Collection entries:
------------------------------------------------

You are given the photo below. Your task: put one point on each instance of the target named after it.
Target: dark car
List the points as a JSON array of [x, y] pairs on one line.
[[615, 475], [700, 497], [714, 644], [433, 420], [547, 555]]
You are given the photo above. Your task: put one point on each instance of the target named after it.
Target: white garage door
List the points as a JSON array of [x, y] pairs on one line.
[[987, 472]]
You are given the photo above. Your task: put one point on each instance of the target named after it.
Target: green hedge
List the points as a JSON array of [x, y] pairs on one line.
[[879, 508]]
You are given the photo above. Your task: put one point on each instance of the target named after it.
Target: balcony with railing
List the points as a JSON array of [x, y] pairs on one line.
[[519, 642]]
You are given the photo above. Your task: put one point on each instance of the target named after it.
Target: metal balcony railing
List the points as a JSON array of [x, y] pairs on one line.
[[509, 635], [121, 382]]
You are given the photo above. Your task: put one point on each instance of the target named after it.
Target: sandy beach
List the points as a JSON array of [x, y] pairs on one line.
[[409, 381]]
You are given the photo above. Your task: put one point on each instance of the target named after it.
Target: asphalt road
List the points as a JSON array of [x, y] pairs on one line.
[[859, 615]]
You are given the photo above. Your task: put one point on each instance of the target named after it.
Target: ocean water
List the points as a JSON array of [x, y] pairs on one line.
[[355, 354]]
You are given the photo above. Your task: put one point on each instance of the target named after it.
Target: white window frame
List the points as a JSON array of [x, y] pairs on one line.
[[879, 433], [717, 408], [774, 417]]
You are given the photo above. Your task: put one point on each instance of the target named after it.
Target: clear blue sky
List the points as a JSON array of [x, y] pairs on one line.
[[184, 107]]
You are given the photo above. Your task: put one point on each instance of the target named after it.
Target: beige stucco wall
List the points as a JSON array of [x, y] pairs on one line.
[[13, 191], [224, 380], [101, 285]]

------------------------------------------------

Starting from the data above, filter for lines with "white" and copy each one.

Target: white garage door
Target: white window frame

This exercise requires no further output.